------ Extracted text ------

Conservatory of Music hosts online lessons for more than 700 students

With schools closed and parents adapting to home schooling their children, the University of Lethbridge Conservatory of Music is helping to provide some normalcy by quickly adapting their one-on-one music lessons to an online format. Since the closure of Casa, over 700 students have transitioned to online classes, keeping music in their homes during a difficult time.

Piano instructor Colleen Klassen teaches a virtual lesson with one of her young students.

“We wanted our instructors to be able to continue doing what they love, and have some financial stability during these uncertain times,” says Breeanne Fuller, director of the uLethbridge Conservatory. “We were not sure how receptive our students would be, but the support from our private students and their families has been incredible.”

While the instructors acknowledge that in-person lessons are ideal, they agree that the new online, interim arrangement has been successful so far. 

“I, of course, prefer the weekly in-person interactions with my students, but for now, these online lessons are a great substitute,” explains piano instructor Colleen Klassen. “They keep our students progressing and moving forward, and they provide consistency in our young students' lives, when everything else around them has changed.”

Klassen teaches about 35 students a week at the Conservatory, and quickly adapted to online teaching using the Zoom platform.

“Music can be a source of comfort, and I think that’s something we all need right now,” she says.

It didn’t take long to get conservatory instructors and their students up to speed on virtual lessons.

“I was amazed at how quickly the instructors researched online teaching and developed a plan to implement it,” says Fuller. “Not only did they figure out the best way to schedule lessons, but also the best ways to interact, share lesson plans, send sheet music and even record accompaniments.”

Because the COVID-19 pandemic is a global issue, musicians and educators are coming together from around the world and forming alliances to assist each other in making this transition.

------ Dataset extract ------

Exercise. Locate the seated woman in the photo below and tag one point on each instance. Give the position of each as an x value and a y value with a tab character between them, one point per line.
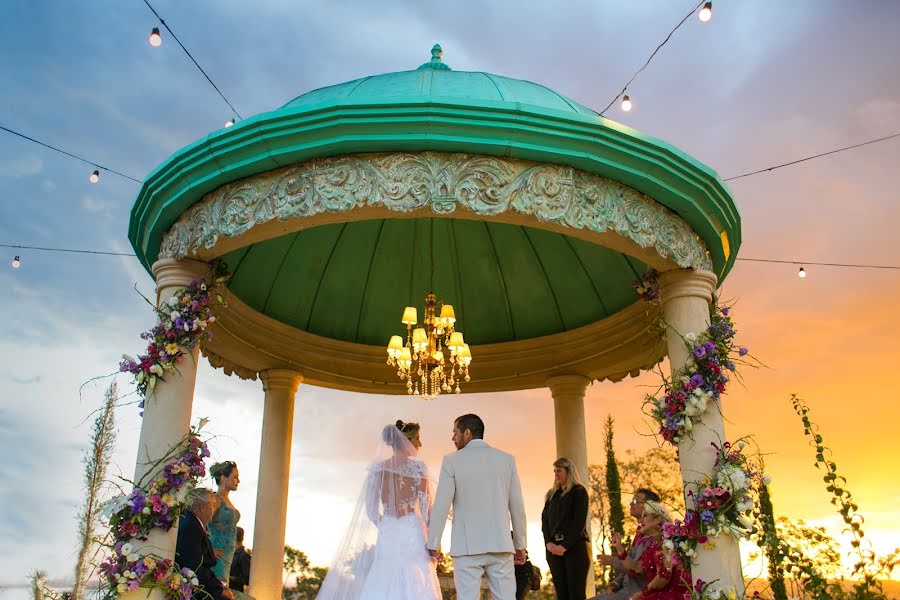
666	581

------

● **The problem**:
Print, unchanged, everything in the conservatory lessons article from "While the instructors" down to "on virtual lessons.".

● **Task answer**:
While the instructors acknowledge that in-person lessons are ideal, they agree that the new online, interim arrangement has been successful so far. 

“I, of course, prefer the weekly in-person interactions with my students, but for now, these online lessons are a great substitute,” explains piano instructor Colleen Klassen. “They keep our students progressing and moving forward, and they provide consistency in our young students' lives, when everything else around them has changed.”

Klassen teaches about 35 students a week at the Conservatory, and quickly adapted to online teaching using the Zoom platform.

“Music can be a source of comfort, and I think that’s something we all need right now,” she says.

It didn’t take long to get conservatory instructors and their students up to speed on virtual lessons.